**AIM**
Please list every line in the material below that contains the string "query".
** start **
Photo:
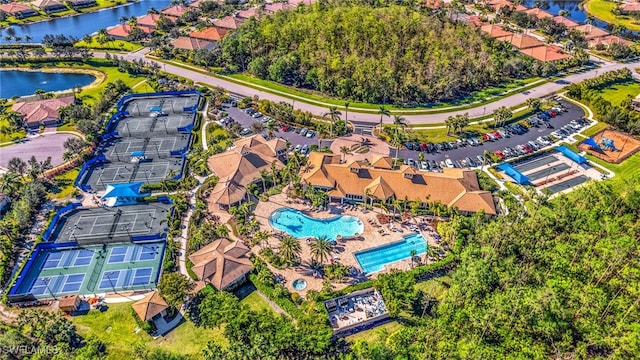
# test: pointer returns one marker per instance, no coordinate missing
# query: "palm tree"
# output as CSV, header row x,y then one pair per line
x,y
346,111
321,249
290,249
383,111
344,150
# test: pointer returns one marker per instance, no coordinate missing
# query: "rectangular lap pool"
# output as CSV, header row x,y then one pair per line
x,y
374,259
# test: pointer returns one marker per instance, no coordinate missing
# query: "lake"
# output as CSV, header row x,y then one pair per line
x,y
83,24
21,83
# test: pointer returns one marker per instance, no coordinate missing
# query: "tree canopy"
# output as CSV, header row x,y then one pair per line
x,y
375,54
** end **
** start **
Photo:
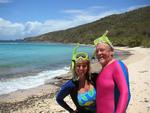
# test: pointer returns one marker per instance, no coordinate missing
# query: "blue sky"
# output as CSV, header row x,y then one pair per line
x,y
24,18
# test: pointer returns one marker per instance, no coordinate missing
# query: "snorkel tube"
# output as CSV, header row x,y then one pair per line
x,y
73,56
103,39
** end **
**FINAL RESULT**
# query: "palm tree"
# query: "rectangular lap pool"
# query: "lake"
# query: "tree canopy"
# query: "blue sky"
# query: "snorkel tube"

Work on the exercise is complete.